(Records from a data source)
* BEGIN *

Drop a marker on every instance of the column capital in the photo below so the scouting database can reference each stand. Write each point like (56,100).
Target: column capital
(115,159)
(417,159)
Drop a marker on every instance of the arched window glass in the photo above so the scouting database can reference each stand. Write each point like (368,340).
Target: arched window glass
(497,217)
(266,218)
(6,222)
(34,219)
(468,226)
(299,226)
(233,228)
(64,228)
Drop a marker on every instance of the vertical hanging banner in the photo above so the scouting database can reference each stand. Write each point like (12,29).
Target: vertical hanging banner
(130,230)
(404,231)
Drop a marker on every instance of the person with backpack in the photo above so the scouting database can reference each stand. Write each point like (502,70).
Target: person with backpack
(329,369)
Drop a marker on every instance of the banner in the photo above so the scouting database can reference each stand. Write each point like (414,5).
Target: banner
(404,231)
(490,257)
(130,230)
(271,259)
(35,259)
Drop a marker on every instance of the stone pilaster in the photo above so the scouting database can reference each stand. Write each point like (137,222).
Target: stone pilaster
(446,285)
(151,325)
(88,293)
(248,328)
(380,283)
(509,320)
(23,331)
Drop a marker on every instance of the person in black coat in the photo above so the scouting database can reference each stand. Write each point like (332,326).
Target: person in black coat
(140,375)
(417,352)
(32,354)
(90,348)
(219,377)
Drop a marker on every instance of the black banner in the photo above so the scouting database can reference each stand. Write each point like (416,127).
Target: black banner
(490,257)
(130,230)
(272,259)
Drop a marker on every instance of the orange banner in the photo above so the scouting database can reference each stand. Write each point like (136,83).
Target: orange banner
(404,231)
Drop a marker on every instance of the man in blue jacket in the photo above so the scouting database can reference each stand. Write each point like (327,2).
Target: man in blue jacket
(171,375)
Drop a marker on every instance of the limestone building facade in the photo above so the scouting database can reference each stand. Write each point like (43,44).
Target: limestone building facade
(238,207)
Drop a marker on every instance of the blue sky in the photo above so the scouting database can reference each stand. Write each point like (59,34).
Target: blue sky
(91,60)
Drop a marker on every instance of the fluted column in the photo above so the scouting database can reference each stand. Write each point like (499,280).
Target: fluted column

* END *

— WRITTEN EXERCISE —
Repeat the material above exactly.

— OUTPUT —
Drop a marker on every instance of the column capital in the photo below so the scouting database can reference each stand. Write each point like (56,100).
Target: column capital
(115,159)
(417,159)
Drop a marker on every instance of the arched window glass in the photo above so the scouting database can reference each stand. Write each point like (368,340).
Target: arched window glass
(497,217)
(266,218)
(6,222)
(34,219)
(468,226)
(299,226)
(233,228)
(64,228)
Drop a marker on every instance of the vertical hanging banner in the photo above so the scouting database can reference each stand. Write each point like (12,29).
Target: vertical hanging banner
(130,230)
(404,231)
Drop a marker on every instance of the person with backpack in the photo above so the scouting database can reference each stand. Write each point like (502,70).
Target: person with backpack
(329,369)
Drop a marker on every instance of the banner in the photo above so the scouting database can reference each stand. Write each point like (414,5).
Target: banner
(404,231)
(490,257)
(130,230)
(271,259)
(35,259)
Drop a marker on every instance of the stone pilaster in the photo above so the scouting database can reference each stand. Write each point like (137,222).
Target: stone pilaster
(446,285)
(151,325)
(88,293)
(248,328)
(380,283)
(509,320)
(23,331)
Drop a marker on every instance of the person in black coat in the photo above so the scouting database can reference each stand. Write each point like (332,326).
Target: person in black coat
(140,375)
(417,352)
(32,354)
(90,348)
(219,377)
Drop a marker on every instance of the black banner in the photo above so the scouting database can reference each stand. Write each point like (416,127).
Target: black banner
(490,257)
(130,230)
(272,259)
Drop a marker on every instance of the orange banner in the photo above so the scouting database can reference each stand. Write each point like (136,83).
Target: orange banner
(404,231)
Drop a marker on every instance of the man in blue jacket in the photo above so the scouting database can reference each stand. Write each point like (327,2).
Target: man in blue jacket
(171,375)
Drop a marker on every instance of the limestone building facade in the photo above so the scouting database can reference each stand. Write each point like (43,44).
Target: limestone building facade
(238,207)
Drop a marker on every instance of the blue sky in the photo above so the scouting database can reference each stand. Write each point like (59,34).
Target: blue sky
(91,60)
Drop a marker on every instance of the fluted column in the photo above so the scouting database can reference each stand. Write each point like (499,280).
Target: fluted column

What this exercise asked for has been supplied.